End-to-end HAD walkthrough on a BRFSS-shape stratified survey design (5 strata x 6 PSUs/stratum x 2 states/PSU = 60 states; post-stratification raking weights with CV ~ 0.30; FPC = 30 PSUs/stratum). Demonstrates the SurveyDesign(strata=...) path through the Stute pretest family that PR #432 (2026-05-14) unblocked:

  • Naive vs survey-aware HAD headline fit on a two-period collapse, with side-by-side ATT / SE / CI table
  • Why the SE inflation is modest for HAD (local-linear at d_lower IF concentration vs full-panel regression coefficients)
  • Event-study fit with sup-t cband under the survey design
  • did_had_pretest_workflow on both overall and event-study paths under survey_design=, walking the Phase 4.5 C0 QUG-deferred verdict suffix and the stratified-clustered Stute multiplier bootstrap
  • Companion drift-test file (tests/test_t22_had_survey_design_drift.py)

23. SpilloverDiD on a TVA-style Spillover Panel (23_spillover_tva.ipynb)

Practitioner workflow for SpilloverDiD (Butts 2021 ring-indicator estimator + Gardner 2022 two-stage residualize-then-fit) on a synthetic TVA-style panel (4 periods, 200 units = 25 treated + 120 near-control + 55 far-control) reproducing the Butts §4 Table 1 Panel A ~40% understatement direction:

  • When place-based interventions cause geographic spillovers, naive multi-period TWFE on the full sample understates the direct effect because near-controls absorb the spillover (here: ATT recovers as -4.29 vs true tau_total = -7.4, a 42% understatement)

- **Required tasks**:
**A.** Answer these from the tutorial list, one line each:
(i) How many states does the stratified survey design have in total?
(ii) How many units does the TVA-style panel contain, and how many of them are treated?
(iii) What ATT does the naive TWFE fit recover, and what is the true tau_total?
**B.** Reproduce everything in the tutorial list from "Practitioner workflow for" down to "a 42% understatement)".

- **Record excerpts**:
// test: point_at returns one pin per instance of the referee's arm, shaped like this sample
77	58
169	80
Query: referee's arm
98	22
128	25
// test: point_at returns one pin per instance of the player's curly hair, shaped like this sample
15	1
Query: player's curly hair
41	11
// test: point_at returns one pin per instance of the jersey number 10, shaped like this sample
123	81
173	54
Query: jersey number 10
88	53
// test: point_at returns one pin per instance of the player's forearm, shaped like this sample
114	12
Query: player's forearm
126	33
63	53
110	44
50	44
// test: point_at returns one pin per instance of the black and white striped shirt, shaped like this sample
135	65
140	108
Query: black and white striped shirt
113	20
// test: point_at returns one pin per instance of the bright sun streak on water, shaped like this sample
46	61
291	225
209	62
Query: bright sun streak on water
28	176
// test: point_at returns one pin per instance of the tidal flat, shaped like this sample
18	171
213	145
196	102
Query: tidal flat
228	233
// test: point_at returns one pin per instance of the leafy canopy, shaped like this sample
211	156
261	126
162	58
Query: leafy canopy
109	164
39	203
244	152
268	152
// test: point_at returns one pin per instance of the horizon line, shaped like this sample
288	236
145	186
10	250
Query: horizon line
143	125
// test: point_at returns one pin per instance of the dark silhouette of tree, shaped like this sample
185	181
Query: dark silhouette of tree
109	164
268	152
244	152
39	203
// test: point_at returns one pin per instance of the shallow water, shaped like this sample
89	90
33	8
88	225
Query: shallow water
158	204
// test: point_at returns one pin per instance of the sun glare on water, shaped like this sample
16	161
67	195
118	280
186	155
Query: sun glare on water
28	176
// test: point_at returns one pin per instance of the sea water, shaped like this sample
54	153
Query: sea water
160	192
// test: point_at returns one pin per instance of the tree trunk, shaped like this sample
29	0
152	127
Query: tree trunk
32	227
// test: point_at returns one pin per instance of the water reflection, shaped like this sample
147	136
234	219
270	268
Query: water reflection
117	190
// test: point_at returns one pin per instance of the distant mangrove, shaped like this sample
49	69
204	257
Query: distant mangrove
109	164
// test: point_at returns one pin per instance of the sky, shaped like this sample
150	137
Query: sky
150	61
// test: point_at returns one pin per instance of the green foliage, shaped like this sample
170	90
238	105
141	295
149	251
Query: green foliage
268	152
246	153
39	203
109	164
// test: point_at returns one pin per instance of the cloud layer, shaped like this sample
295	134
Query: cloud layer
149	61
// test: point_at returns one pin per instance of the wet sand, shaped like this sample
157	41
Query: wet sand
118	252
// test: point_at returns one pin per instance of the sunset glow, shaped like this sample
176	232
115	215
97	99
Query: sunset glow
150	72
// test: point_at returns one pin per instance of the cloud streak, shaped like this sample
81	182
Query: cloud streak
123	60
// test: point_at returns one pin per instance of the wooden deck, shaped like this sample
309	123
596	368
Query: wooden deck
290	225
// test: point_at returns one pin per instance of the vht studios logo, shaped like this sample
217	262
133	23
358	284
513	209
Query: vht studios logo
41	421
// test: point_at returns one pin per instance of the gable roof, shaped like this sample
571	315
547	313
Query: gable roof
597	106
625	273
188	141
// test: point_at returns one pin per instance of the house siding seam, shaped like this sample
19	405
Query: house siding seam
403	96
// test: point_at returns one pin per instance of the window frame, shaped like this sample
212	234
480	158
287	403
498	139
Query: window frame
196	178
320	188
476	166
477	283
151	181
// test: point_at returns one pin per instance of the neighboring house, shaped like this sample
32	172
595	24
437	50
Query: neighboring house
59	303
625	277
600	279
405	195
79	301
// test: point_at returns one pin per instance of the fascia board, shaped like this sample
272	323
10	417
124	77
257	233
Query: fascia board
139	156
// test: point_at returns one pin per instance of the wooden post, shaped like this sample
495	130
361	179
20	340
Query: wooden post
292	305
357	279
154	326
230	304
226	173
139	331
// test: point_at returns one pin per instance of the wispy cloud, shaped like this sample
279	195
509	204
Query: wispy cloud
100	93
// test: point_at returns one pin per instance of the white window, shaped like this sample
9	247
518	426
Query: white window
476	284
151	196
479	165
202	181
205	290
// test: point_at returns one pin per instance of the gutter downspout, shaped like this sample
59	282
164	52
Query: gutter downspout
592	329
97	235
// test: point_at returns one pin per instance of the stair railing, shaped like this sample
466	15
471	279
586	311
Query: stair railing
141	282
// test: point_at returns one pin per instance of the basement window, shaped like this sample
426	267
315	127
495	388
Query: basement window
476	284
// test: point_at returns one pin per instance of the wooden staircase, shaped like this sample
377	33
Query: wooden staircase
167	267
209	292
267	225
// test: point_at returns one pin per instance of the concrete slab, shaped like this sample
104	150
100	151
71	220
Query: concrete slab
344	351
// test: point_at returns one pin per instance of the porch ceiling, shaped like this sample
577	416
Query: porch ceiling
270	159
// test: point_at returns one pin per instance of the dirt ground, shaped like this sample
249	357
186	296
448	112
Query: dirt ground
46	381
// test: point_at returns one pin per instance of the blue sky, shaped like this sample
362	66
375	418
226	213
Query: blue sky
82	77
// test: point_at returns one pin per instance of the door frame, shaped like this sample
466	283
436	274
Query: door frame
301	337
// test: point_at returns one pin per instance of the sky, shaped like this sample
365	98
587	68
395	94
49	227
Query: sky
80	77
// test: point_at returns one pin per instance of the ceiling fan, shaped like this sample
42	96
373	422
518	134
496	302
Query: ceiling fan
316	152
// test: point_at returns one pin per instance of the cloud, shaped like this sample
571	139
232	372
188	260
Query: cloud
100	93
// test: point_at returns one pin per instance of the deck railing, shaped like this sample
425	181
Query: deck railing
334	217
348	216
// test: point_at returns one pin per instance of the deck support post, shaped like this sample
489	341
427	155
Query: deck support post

- **Written responses**:
**A.**
(i) 60 states
(ii) 200 units, 25 of them treated
(iii) An ATT of -4.29, against a true tau_total of -7.4

**B.**
Practitioner workflow for SpilloverDiD (Butts 2021 ring-indicator estimator + Gardner 2022 two-stage residualize-then-fit) on a synthetic TVA-style panel (4 periods, 200 units = 25 treated + 120 near-control + 55 far-control) reproducing the Butts §4 Table 1 Panel A ~40% understatement direction:

  • When place-based interventions cause geographic spillovers, naive multi-period TWFE on the full sample understates the direct effect because near-controls absorb the spillover (here: ATT recovers as -4.29 vs true tau_total = -7.4, a 42% understatement)